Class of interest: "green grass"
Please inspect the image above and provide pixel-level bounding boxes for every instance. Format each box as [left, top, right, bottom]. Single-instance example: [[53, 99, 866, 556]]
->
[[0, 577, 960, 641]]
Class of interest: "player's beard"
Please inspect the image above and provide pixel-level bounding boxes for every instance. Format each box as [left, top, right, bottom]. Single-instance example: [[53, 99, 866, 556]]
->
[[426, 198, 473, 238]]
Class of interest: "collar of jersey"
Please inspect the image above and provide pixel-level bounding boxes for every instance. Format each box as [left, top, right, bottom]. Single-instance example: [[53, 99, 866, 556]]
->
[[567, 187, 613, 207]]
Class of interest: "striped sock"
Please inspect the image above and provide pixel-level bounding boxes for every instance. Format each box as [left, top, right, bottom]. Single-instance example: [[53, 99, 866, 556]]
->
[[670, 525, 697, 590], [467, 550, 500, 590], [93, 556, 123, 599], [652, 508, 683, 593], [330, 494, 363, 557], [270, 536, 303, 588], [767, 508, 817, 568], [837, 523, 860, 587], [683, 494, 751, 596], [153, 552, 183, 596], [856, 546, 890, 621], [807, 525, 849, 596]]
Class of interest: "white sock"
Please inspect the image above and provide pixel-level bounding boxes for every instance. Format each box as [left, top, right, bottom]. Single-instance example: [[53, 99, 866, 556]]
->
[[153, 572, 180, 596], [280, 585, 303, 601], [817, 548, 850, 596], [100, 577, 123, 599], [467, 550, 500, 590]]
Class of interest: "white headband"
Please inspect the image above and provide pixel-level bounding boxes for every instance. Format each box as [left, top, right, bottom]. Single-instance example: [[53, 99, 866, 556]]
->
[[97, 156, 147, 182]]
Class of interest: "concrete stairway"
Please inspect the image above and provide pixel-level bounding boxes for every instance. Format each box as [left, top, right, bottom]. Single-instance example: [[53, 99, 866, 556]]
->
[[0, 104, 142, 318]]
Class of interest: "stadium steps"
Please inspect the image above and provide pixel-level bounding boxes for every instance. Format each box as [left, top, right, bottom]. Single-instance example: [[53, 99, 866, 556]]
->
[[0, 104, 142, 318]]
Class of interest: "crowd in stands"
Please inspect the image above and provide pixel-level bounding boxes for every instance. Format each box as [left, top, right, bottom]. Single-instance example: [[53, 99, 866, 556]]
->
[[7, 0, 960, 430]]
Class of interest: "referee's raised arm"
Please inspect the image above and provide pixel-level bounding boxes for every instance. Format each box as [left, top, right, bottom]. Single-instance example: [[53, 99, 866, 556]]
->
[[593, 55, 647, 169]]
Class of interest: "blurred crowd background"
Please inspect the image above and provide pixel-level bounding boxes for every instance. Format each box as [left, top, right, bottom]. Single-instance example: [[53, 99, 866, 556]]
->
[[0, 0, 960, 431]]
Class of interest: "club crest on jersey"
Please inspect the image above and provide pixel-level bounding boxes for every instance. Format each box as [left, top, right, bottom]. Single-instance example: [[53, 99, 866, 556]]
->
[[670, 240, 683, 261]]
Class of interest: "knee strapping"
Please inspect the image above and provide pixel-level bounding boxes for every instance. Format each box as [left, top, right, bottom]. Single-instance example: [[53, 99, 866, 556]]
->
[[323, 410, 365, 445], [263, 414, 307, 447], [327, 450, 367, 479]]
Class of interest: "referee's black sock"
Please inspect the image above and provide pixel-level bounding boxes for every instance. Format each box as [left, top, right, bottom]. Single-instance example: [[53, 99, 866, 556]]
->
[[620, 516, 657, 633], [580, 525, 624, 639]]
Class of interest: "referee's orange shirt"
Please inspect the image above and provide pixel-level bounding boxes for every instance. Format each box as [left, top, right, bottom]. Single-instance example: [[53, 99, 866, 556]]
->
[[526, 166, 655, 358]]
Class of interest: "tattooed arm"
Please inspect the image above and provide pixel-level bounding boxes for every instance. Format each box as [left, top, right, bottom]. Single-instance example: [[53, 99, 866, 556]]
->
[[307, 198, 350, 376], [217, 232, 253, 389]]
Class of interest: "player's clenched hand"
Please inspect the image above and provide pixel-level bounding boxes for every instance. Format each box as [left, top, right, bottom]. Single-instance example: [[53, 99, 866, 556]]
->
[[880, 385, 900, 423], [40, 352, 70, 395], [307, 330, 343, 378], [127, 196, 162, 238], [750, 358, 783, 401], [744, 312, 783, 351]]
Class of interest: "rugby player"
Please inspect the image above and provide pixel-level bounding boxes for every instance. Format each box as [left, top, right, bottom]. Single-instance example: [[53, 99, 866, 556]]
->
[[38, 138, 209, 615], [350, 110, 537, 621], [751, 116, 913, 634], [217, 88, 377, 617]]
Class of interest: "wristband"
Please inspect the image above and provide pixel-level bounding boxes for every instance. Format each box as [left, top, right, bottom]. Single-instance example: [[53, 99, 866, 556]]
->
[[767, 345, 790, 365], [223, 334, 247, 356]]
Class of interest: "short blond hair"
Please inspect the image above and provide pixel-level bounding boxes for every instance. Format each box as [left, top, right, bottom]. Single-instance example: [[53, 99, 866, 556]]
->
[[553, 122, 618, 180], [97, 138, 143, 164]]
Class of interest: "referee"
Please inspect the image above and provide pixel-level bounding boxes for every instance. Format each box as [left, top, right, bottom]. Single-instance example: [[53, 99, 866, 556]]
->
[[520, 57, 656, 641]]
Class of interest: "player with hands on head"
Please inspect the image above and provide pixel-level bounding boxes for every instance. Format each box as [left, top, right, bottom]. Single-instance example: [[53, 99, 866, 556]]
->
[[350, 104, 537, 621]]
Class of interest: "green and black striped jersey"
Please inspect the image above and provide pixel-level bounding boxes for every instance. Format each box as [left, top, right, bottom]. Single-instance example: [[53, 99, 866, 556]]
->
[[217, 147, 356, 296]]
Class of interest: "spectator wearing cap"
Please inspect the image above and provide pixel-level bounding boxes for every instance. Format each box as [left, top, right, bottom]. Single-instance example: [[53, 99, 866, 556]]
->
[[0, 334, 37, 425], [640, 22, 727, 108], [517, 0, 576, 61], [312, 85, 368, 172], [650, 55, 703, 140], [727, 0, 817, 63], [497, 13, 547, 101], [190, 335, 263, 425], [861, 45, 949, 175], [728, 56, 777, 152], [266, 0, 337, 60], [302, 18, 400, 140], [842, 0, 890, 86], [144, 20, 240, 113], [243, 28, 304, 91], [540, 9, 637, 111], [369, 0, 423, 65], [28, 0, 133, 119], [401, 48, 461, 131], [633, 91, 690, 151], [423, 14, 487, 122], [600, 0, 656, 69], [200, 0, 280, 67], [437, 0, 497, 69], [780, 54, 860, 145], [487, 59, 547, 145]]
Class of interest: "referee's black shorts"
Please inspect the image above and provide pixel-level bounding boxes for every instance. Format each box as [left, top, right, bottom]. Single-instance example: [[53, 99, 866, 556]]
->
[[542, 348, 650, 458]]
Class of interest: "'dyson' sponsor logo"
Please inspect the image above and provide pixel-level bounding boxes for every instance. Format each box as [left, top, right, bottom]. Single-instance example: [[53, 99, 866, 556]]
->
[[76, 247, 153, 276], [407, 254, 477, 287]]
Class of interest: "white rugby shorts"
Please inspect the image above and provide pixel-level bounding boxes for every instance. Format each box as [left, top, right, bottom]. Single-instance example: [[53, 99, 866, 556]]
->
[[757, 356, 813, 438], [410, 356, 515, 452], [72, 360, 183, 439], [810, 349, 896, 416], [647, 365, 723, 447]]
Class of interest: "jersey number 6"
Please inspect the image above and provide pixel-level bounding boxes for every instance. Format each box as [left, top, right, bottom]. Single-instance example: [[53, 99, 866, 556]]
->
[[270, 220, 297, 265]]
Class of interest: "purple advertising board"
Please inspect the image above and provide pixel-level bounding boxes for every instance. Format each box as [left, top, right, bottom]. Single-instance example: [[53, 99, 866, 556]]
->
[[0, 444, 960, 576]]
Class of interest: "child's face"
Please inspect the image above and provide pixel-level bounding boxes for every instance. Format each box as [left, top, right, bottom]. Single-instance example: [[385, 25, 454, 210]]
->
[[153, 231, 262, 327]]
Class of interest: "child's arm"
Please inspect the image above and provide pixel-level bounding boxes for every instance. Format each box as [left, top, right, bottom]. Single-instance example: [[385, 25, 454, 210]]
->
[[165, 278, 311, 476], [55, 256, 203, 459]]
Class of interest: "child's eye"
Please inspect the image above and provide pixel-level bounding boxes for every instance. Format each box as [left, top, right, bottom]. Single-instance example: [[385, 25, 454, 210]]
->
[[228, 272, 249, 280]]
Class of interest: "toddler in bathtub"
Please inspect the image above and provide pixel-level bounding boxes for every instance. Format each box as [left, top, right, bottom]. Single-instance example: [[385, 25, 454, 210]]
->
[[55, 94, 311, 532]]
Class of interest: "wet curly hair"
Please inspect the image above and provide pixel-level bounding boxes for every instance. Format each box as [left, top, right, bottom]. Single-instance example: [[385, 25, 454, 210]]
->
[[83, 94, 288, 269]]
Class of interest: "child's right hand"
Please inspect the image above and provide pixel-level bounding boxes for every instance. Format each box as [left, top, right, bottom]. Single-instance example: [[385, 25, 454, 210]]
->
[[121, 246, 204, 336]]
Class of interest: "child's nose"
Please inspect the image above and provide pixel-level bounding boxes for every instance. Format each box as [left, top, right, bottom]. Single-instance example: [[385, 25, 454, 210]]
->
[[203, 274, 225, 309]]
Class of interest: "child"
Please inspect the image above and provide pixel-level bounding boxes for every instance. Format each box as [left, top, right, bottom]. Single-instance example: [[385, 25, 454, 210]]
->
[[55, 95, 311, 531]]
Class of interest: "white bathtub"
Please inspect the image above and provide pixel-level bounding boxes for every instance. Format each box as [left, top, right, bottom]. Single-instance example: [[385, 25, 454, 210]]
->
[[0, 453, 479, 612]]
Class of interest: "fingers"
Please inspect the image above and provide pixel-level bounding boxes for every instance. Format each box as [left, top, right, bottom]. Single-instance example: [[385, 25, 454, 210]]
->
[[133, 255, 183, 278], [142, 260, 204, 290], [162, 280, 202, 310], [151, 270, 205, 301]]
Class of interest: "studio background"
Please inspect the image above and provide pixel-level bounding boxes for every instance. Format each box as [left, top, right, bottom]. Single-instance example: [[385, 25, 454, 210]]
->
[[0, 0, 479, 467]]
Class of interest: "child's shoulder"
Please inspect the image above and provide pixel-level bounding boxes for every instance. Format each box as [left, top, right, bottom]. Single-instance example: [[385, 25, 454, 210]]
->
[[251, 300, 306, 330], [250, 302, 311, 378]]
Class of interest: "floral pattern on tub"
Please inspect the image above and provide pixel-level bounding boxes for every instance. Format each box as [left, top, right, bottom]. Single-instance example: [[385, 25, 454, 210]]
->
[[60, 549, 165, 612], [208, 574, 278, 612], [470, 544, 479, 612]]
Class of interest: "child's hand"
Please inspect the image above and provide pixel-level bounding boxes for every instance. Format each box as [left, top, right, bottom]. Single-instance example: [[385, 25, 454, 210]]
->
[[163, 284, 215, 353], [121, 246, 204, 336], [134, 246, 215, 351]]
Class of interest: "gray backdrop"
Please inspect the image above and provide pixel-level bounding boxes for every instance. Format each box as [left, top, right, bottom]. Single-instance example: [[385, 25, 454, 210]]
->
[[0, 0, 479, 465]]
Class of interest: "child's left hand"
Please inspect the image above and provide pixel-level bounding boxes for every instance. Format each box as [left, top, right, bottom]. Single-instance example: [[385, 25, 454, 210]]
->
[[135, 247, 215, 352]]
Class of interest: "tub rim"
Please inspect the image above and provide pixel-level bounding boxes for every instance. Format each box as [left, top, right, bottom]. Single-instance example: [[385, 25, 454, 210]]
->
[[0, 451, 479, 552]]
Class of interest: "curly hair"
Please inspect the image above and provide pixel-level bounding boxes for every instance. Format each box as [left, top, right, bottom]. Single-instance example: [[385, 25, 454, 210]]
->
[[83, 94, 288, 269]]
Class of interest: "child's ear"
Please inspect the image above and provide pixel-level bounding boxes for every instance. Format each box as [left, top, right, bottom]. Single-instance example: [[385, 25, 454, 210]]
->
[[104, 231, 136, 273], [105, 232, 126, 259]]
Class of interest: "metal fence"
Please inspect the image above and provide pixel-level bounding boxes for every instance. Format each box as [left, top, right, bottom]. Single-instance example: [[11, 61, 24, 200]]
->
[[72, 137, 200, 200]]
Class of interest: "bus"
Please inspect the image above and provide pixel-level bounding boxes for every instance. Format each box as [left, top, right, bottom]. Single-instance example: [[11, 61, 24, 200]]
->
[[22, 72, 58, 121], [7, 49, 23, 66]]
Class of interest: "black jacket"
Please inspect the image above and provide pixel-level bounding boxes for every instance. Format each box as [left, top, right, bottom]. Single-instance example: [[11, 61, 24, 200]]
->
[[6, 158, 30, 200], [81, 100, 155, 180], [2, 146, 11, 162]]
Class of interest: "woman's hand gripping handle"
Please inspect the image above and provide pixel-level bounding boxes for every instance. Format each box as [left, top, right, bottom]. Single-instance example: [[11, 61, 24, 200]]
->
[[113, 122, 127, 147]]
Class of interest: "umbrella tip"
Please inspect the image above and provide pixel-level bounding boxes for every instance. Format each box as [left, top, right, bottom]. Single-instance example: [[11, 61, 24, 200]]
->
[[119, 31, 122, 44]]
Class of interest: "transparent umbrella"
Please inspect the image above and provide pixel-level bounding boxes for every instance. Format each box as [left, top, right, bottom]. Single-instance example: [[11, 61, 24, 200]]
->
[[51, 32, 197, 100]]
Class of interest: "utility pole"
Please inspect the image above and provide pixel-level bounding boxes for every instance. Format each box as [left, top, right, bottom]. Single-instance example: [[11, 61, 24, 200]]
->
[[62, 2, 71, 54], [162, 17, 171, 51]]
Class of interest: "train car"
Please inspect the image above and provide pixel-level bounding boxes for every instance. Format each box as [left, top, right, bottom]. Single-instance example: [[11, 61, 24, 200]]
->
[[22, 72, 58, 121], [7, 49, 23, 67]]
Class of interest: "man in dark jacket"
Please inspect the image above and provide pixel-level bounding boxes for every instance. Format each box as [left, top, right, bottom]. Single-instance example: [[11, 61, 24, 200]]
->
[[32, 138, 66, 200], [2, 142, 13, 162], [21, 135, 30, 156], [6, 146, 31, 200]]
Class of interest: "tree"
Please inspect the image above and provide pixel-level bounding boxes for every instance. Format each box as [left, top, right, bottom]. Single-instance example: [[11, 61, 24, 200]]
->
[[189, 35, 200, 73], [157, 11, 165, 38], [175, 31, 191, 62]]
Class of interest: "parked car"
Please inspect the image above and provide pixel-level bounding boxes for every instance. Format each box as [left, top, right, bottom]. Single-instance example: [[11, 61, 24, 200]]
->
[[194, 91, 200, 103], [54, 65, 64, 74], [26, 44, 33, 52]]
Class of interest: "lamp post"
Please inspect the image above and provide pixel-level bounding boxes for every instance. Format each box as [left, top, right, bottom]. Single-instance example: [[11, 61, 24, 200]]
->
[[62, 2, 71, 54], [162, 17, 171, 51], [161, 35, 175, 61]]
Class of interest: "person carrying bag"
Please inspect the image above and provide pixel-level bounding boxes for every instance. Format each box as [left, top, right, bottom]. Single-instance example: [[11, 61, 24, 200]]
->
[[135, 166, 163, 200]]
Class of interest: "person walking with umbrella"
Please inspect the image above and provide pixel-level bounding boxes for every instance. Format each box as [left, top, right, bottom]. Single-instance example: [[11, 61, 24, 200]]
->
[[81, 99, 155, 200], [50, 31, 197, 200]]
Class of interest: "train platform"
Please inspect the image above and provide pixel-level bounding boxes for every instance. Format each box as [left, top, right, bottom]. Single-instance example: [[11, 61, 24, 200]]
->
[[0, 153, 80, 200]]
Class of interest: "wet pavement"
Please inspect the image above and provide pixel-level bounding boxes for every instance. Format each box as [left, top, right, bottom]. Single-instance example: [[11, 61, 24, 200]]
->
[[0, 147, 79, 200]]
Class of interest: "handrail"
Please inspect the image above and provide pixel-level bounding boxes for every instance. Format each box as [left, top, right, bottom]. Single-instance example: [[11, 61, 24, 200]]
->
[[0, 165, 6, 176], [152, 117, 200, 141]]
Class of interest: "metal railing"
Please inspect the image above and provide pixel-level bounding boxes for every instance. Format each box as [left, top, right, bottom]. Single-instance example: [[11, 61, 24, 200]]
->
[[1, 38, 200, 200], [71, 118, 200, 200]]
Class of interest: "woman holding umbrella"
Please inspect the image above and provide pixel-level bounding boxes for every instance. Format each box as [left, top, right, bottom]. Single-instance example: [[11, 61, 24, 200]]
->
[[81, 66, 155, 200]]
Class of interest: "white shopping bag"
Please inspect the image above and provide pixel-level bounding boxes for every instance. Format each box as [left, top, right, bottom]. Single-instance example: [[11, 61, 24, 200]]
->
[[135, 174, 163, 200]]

**Exercise directions**
Reproduce the items word for word, beginning with their first line and continuing through the line containing "550, 500, 590]]".

**Result of the exercise**
Class of interest: "green grass"
Please inspect the image above and provide pixel-level bounding boxes for every instance. Format each box as [left, top, right, bottom]. Single-instance example: [[53, 99, 866, 556]]
->
[[0, 577, 960, 641]]
Class of interest: "player's beard"
Please inspect the image above and provide pixel-level bounding boxes for every instance. Format each box as [left, top, right, bottom]. Single-instance example: [[53, 99, 866, 556]]
->
[[426, 198, 473, 238]]
Class of interest: "collar of jersey"
Please inspect the image above and provide pixel-level bounding boxes for every instance. Format each box as [left, top, right, bottom]. Single-instance example: [[53, 99, 866, 556]]
->
[[567, 187, 613, 207]]
Class of interest: "striped sock"
Please inspect the image above and provide pixel-level bounding boxes for every instance. Format each box as [left, top, right, bottom]. Single-instance example: [[53, 99, 866, 556]]
->
[[670, 525, 697, 590], [467, 550, 500, 590], [93, 556, 123, 599], [652, 508, 683, 593], [330, 494, 363, 557], [270, 536, 303, 588], [767, 508, 817, 568], [837, 523, 860, 587], [683, 494, 751, 596], [153, 552, 183, 596], [856, 546, 890, 621], [807, 525, 849, 596]]
Class of interest: "white sock"
Please inspect the image above and provide pixel-level bounding boxes for every instance. Format each box as [left, top, right, bottom]. Single-instance example: [[53, 99, 866, 556]]
->
[[153, 572, 180, 596], [280, 585, 303, 601], [817, 548, 850, 596], [100, 577, 123, 599], [467, 550, 500, 590]]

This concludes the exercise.